*** Source text

Cannibalism: A Perfectly Natural History(38)
It began to snow.
On the morning of November 1, the 59 members of the Donner Party in the lead group awoke to discover that five-foot snowdrifts had obliterated the trail ahead of them, transforming what they had expected to be a final dash through a breach in the mountains into an impossible task. It soon became apparent that there would be no crossing over the Sierras until the following spring. And so the dejected pioneers were forced to turn back, leaving behind the boulder-strewn gap that would become known as the Donner Pass.
A day before our trek across Alder Creek meadow, I had stood with Kristin Johnson and two of her colleagues in the Donner Pass, at the very same spot where the cross-country journey of the Donner Party had come to a halt. Looking down from the mountain, I was suddenly impressed by how resourceful and tough these pioneers had been to have made it even this far.
“I’d have never gotten up here,” I said, before gesturing toward the lake that stretched to the far horizon, far below. “I would have died way down there somewhere.”
Johnson, who I’d only met the day before, thought I was joking, but then the look on my face told her I wasn’t.

******
*** Extracted information

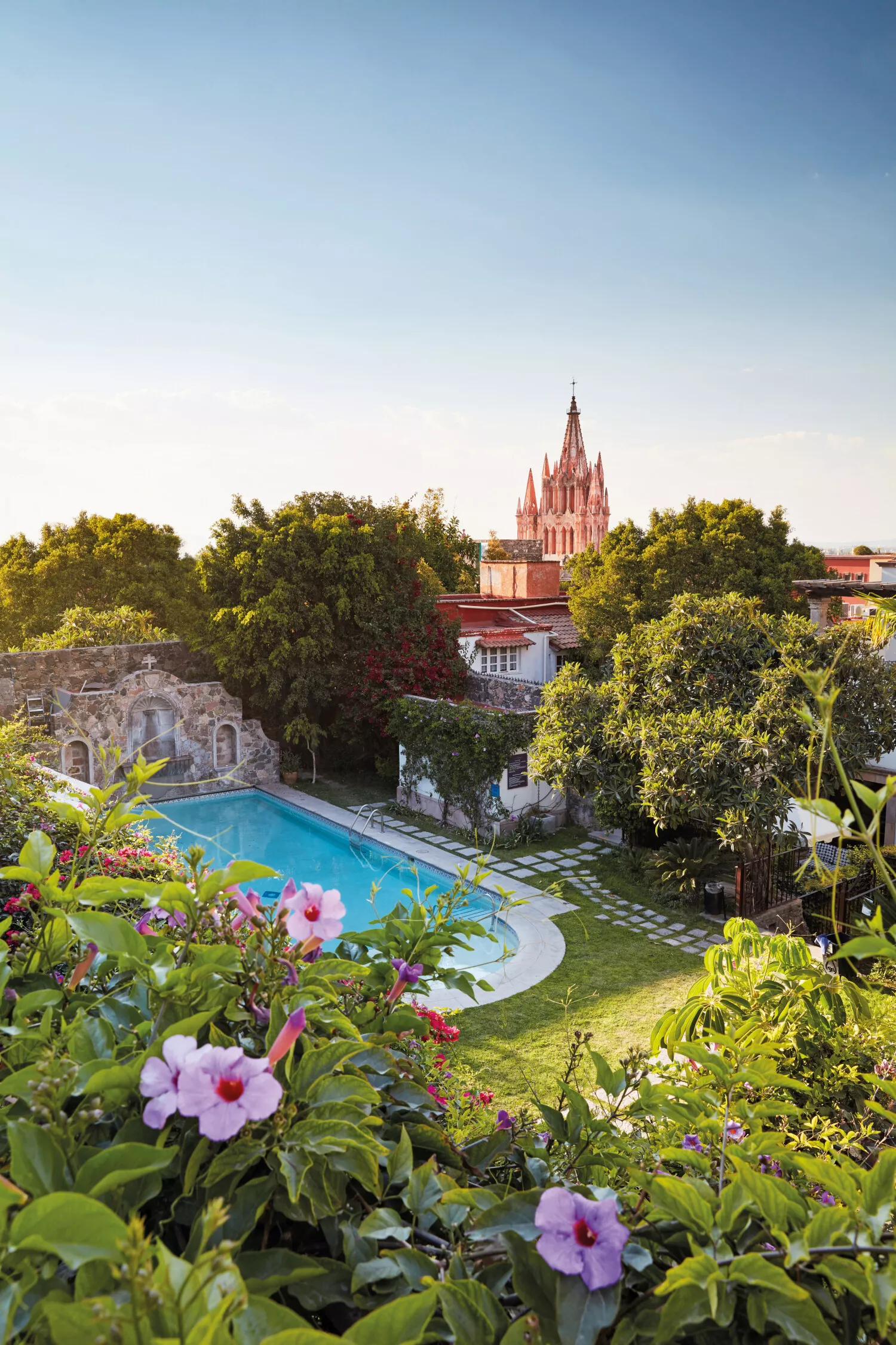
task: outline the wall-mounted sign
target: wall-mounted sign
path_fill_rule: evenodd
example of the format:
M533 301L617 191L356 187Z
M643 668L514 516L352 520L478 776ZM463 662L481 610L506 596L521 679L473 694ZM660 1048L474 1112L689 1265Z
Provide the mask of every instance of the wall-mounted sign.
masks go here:
M516 752L508 761L508 790L525 790L529 783L529 757Z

******

• Work order
Copy the stretch of the Donner Party passage from "On the morning" through "even this far.". The items have no connection to the Donner Party passage.

• Task answer
On the morning of November 1, the 59 members of the Donner Party in the lead group awoke to discover that five-foot snowdrifts had obliterated the trail ahead of them, transforming what they had expected to be a final dash through a breach in the mountains into an impossible task. It soon became apparent that there would be no crossing over the Sierras until the following spring. And so the dejected pioneers were forced to turn back, leaving behind the boulder-strewn gap that would become known as the Donner Pass.
A day before our trek across Alder Creek meadow, I had stood with Kristin Johnson and two of her colleagues in the Donner Pass, at the very same spot where the cross-country journey of the Donner Party had come to a halt. Looking down from the mountain, I was suddenly impressed by how resourceful and tough these pioneers had been to have made it even this far.